Source material:
* * *

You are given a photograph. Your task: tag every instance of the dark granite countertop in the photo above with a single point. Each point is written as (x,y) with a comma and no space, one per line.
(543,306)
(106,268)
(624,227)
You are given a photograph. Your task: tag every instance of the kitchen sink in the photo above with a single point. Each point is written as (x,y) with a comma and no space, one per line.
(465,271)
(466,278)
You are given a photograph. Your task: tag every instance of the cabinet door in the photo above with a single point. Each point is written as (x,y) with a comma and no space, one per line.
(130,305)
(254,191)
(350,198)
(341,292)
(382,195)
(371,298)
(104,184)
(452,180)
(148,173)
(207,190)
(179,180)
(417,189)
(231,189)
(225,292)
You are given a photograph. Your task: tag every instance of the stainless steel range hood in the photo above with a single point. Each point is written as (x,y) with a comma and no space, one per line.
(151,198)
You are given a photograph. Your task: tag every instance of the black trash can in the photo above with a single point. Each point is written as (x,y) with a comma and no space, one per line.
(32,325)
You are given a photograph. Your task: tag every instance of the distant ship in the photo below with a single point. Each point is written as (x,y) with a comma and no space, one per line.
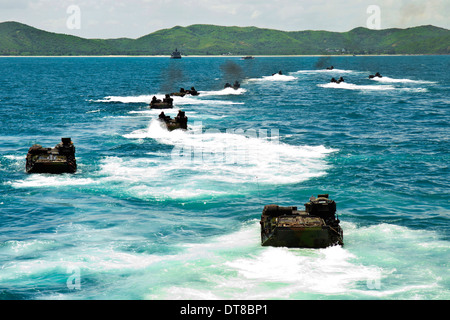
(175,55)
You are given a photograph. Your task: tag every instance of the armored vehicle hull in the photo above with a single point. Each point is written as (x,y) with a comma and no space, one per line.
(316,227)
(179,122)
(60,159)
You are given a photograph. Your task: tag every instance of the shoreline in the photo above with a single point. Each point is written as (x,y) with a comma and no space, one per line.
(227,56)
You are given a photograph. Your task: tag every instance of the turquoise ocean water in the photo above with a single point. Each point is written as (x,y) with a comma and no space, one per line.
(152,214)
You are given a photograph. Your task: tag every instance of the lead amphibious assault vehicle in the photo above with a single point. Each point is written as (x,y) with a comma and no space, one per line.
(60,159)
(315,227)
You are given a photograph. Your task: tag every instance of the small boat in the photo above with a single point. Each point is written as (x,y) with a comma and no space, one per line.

* * *

Exercise instructions:
What I need is every record written out exactly, minus the pictures.

Response to this exercise:
You are given a photograph. Your task: tag every instance of the dark granite countertop in the photo above with a single point. Each point is written as (x,y) with a comma and no space, one per line.
(543,306)
(106,268)
(624,227)
You are given a photograph. Your task: tag every instance of the kitchen sink in the photo above with a single point. Each point is written as (x,y) with a comma and no space, one per line.
(465,271)
(466,278)
You are given a photograph. Your task: tag every instance of the cabinet door in the photo above with a single point. Each point is written as (x,y) with a comma and no space, one per line.
(130,305)
(254,191)
(350,198)
(341,292)
(382,195)
(371,298)
(104,184)
(452,180)
(148,173)
(207,190)
(179,180)
(417,189)
(231,189)
(225,292)
You are given a photograph. Your task: tag every instance of the stainless steel range hood in the photo above with a single point. Each point is written as (x,y) with a comma and no space, one per line.
(151,198)
You are given a photograph. Your task: tag every instance of the black trash can in the photo above with a single point. Each point is written as (x,y) with a comma and no space, one per line.
(32,325)
You are given a photograph. Your task: tag every instance of the distant ship in the photo below with a single point. Each point is written as (x,y) with a comma and no space, one per line.
(175,55)
You are given a photograph. Your task: tag every instance of the armored vehicle hull in the photo above with a single point. Each point is written as (x,y) with a comma and no space, one per line.
(316,227)
(179,122)
(60,159)
You are given a photograph. Your task: tag every instance of the shoreline in the photo above with a single point. Each point is written as (x,y) with a comma and no space, one per line.
(227,56)
You are given a photograph. Your task: tag every instance of the turquoise ocean water in the photo above with a single point. Each point is written as (x,y) with a comma and no space, one per line.
(152,214)
You are given a photograph. Your task: tag every instance of the lead amphibious assault vehicle in the photo above with a single point. Each point is written as (x,y) with a comma and no space, one per line.
(60,159)
(315,227)
You are given a photograph. Your task: tag every instance of the small boat in the photo above with a single point. Each point is written as (x,y) with a comma and no space, one per line.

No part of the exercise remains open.